What the exercise asks:
Within the entries that follow, report how many lines contain the word "below", giving the number by itself.

***** Exercise materials *****

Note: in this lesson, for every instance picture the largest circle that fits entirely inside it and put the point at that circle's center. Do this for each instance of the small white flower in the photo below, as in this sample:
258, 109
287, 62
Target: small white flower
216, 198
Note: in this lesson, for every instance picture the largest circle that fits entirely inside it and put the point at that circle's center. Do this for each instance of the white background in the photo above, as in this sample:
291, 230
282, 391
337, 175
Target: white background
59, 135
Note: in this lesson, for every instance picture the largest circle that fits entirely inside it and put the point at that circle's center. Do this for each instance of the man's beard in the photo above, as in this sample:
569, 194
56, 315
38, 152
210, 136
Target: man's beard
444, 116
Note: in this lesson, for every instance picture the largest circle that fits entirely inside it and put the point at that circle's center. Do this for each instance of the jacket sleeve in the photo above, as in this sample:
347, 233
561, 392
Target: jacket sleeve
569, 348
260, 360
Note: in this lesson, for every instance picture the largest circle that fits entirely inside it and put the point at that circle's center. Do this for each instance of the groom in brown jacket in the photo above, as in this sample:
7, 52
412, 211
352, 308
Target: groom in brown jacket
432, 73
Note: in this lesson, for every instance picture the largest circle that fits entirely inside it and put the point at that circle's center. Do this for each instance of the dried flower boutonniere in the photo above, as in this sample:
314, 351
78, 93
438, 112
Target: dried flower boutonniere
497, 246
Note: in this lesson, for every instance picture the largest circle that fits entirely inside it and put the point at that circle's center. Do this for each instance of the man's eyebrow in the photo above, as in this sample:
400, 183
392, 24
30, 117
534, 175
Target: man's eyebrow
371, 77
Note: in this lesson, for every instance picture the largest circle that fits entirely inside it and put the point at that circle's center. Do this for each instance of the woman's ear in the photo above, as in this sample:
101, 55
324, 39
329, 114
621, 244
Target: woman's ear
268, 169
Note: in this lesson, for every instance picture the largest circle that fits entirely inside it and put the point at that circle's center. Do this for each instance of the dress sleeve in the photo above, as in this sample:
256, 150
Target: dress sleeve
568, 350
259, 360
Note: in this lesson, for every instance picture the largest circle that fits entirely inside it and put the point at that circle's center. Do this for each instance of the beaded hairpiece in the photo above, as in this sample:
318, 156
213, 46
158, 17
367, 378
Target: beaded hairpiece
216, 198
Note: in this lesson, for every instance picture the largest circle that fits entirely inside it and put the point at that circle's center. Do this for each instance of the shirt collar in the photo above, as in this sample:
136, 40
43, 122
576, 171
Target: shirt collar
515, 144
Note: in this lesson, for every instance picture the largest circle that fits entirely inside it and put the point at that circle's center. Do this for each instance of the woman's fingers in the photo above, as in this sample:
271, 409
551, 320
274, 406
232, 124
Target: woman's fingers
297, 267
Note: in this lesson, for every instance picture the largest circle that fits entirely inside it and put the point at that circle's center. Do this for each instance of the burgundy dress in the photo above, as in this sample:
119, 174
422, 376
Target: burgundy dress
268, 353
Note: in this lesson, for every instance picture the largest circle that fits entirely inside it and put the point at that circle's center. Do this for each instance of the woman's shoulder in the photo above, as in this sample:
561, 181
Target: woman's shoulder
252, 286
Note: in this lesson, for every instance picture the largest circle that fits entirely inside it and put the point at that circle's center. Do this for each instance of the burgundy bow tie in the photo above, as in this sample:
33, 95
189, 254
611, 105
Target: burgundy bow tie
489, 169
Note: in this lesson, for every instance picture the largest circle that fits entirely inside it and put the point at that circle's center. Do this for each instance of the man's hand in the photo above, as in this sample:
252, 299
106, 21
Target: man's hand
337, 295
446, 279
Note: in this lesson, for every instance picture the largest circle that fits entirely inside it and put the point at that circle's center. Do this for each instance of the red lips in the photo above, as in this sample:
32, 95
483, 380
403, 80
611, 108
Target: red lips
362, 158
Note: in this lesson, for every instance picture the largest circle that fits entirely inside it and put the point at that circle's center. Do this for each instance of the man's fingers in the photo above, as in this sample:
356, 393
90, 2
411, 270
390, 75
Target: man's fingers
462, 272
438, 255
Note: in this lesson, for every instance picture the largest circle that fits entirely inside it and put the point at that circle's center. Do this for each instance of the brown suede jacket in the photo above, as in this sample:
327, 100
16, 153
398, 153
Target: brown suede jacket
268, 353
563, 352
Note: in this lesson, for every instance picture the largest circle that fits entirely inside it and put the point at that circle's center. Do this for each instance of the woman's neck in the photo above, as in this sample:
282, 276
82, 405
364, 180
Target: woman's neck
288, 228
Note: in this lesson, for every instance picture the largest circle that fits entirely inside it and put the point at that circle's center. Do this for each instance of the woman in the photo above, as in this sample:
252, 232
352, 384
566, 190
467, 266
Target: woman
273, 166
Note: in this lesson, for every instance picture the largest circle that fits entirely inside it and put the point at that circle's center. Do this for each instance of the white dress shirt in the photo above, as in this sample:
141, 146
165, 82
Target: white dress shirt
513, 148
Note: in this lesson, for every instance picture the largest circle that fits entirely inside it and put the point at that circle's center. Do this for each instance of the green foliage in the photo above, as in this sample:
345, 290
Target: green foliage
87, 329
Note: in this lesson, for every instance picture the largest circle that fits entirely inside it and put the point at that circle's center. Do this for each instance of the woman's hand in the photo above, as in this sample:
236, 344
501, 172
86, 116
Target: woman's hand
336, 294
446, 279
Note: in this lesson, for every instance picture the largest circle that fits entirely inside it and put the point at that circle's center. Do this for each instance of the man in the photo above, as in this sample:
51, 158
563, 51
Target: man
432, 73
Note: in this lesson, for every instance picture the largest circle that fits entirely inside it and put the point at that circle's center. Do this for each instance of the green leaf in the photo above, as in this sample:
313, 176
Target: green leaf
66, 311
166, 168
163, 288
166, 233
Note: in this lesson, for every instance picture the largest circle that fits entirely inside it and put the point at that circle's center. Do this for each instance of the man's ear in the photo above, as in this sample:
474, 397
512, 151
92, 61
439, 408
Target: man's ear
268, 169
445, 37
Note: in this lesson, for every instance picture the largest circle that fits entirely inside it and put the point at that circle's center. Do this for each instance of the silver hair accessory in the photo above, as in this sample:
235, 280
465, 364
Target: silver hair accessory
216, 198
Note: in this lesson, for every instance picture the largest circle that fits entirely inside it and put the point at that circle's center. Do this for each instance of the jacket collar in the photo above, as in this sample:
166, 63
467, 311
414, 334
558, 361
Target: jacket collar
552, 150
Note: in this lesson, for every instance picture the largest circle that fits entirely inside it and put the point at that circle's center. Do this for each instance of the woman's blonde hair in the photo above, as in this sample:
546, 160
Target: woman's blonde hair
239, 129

*****
***** Exercise materials *****

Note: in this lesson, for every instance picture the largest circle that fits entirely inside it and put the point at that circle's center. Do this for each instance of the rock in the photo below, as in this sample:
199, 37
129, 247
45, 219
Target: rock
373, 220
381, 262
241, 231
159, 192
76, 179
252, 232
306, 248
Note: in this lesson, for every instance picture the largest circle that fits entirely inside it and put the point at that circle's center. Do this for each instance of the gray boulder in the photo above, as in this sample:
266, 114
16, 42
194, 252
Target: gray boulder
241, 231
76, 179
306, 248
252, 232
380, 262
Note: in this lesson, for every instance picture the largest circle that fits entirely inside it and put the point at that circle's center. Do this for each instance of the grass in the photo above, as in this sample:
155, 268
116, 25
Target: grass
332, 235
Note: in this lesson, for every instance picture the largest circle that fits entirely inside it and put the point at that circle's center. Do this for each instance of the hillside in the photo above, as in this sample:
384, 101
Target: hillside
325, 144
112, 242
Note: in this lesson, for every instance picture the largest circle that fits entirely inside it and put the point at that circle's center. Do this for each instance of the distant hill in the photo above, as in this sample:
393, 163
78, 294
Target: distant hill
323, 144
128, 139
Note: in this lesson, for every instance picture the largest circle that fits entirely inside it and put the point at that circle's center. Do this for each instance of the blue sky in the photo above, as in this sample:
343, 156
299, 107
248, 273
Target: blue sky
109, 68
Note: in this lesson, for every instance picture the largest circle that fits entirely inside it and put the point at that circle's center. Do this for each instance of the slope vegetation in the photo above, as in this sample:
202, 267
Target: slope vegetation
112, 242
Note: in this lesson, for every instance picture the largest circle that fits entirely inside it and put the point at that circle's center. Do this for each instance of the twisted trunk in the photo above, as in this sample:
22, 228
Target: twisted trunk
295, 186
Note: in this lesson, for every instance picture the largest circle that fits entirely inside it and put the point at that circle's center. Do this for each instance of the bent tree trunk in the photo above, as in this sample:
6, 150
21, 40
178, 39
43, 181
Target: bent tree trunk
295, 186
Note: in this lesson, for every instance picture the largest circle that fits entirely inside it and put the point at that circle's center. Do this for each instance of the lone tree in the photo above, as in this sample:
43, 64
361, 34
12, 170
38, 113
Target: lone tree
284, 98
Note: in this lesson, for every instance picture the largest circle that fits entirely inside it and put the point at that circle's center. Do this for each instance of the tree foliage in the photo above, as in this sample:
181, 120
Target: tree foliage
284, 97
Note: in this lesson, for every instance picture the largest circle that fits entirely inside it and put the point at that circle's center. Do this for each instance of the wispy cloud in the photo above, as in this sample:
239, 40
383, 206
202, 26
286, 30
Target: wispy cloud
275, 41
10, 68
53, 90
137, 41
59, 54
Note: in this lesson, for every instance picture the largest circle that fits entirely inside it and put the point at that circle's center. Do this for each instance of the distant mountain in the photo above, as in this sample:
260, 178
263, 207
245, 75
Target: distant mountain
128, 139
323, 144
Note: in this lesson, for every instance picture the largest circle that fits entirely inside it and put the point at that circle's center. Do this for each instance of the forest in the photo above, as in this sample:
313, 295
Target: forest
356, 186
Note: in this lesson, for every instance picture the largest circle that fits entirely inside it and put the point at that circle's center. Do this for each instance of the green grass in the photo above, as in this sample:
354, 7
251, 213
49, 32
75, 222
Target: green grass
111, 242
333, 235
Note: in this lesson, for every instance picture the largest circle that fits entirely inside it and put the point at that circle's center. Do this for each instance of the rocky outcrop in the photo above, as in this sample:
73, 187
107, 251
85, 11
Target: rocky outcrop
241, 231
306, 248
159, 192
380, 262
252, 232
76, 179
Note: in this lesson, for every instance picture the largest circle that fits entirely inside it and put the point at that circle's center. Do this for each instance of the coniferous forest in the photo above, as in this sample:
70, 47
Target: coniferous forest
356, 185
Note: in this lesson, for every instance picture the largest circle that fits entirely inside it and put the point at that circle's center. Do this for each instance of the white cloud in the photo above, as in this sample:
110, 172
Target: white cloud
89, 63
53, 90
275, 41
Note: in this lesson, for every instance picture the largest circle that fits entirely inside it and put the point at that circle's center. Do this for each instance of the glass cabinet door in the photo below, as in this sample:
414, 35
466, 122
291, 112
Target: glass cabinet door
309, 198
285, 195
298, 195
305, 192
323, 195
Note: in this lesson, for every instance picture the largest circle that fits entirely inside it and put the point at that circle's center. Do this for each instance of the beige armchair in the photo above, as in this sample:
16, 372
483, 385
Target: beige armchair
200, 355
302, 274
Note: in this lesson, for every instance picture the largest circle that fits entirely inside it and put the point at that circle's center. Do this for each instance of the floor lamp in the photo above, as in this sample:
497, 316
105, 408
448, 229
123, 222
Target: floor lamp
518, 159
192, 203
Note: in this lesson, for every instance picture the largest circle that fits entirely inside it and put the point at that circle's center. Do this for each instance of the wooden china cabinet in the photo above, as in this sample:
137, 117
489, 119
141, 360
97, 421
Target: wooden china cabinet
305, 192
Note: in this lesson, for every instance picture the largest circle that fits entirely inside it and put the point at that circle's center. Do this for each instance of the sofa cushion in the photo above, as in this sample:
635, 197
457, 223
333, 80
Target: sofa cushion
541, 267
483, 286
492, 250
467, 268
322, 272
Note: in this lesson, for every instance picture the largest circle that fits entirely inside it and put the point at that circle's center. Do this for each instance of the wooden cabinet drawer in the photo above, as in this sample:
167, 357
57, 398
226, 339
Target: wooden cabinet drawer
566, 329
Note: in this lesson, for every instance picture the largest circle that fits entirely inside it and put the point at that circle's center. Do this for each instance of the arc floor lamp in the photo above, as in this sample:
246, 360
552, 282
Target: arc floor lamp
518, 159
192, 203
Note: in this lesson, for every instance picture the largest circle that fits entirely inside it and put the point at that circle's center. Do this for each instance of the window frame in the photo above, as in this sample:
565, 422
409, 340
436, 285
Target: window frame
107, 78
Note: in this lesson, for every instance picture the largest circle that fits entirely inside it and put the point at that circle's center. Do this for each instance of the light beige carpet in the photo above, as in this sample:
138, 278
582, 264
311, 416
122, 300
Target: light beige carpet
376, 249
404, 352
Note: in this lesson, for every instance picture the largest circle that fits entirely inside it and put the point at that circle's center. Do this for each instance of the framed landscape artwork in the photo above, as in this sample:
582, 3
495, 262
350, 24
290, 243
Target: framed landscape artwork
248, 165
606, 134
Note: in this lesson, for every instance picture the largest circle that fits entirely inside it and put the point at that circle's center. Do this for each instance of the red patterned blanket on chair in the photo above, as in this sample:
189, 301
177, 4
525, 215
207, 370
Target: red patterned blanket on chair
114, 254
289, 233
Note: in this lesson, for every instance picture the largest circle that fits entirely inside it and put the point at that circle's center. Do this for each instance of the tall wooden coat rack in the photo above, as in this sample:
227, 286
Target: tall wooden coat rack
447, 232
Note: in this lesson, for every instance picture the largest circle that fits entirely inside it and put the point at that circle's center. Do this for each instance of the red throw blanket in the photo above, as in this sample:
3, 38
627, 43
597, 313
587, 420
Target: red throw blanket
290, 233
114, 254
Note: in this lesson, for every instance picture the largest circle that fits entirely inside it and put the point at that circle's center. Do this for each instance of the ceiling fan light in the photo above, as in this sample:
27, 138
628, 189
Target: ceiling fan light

*****

Task answer:
3